**Stated goal 1:** Tally the lines in the rows that contain the string "green", matching case exactly, and reply with only the number.

**Text section:**
◇ ◇ ◇

Now Twitter has reached those same lofty heights, issuing a strategy statement that means absolutely nothing. Theirs is, at least, shorter; although ironically too long to tweet.
In Twitter’s own words, their vision is to:
“Reach the largest daily audience in the world by connecting everyone to their world via our information sharing and distribution platform products and be one of the top revenue generating Internet companies in the world.”
Now, seriously, what on Earth does that mean? Does it tell us what Twitter stands for, or what it cares about? I don’t think so.
I’m going to stick my neck out here and say that while Twitter’s management team may well have a business strategy that is driving what they do each day, Twitter doesn’t have a vision. If this statement is any indication, they don’t even know what a vision is.
Now I’m a huge fan of Twitter the product. Always have been. We’ve even built our own products on top of Twitter. I think it’s an immensely important platform that has in many ways changed the world much more than Facebook ever will.
This is about Twitter the company. This is supposed to be the company’s vision for God’s sake. It should have been written like this:
“We want to be really, really big, and make lots of money with our product(s)”.
Inspiring eh? At least it’s easy to understand and fits in a tweet. It’s just not a vision.
A vision excites people and inspires them to get behind you. It puts down a marker that tells its audience (be that a team, a market or a planet) what you stand for. It says “we believe in something important and we’re going to do everything we can to make it happen”. It should be ambitious, exciting and inspiring — I’ll take outrageous even.
It cannot, under any circumstances, be dull, neutral, meaningless or simply incomprehensible. If you can’t say the right thing, don’t say anything at all.
So, Twitter, I’m sorry, but it’s back to the drawing board. Give us something that sets our hearts racing, gets our brains working and makes us believe you know where you think the future lies. If there’s no vision, keep quiet until there is.

◇ ◇ ◇

**Stated goal 2:** In the essay on Twitter's vision statement, what three qualities does the writer say a vision should have?

**Data shown:**
◇ ◇ ◇

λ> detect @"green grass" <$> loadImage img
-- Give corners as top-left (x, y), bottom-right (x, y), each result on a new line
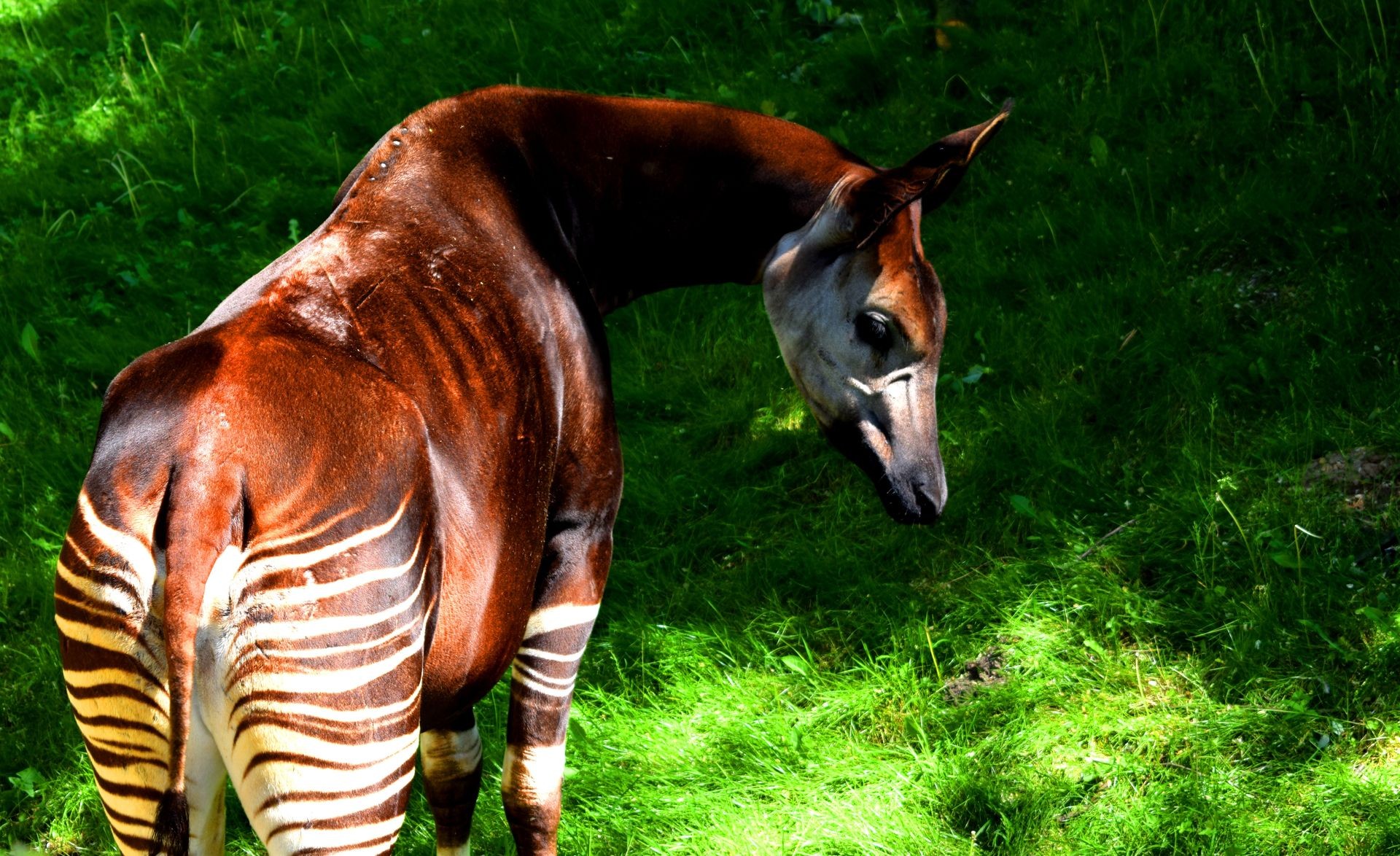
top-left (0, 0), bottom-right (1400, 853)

◇ ◇ ◇

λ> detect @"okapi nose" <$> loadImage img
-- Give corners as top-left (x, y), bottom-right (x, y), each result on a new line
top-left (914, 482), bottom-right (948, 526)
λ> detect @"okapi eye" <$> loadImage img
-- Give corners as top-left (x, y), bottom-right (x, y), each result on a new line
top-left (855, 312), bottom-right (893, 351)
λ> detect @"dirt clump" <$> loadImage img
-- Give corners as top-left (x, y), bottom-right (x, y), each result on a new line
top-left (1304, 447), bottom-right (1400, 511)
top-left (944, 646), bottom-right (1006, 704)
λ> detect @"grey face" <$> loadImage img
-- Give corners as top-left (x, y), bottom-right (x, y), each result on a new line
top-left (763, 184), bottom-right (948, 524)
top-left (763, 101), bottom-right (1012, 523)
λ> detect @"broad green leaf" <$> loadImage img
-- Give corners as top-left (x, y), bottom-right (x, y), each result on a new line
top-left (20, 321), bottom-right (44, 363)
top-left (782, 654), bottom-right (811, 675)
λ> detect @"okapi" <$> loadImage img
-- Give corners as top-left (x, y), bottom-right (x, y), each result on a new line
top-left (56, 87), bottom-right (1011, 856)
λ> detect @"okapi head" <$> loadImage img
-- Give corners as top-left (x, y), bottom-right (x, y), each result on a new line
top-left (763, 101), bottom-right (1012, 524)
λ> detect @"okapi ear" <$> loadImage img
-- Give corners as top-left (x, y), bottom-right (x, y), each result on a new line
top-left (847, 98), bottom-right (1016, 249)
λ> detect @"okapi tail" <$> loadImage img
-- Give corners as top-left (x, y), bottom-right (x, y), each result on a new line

◇ ◇ ◇

**Task output 1:** 2

**Task output 2:** It should be ambitious, exciting and inspiring.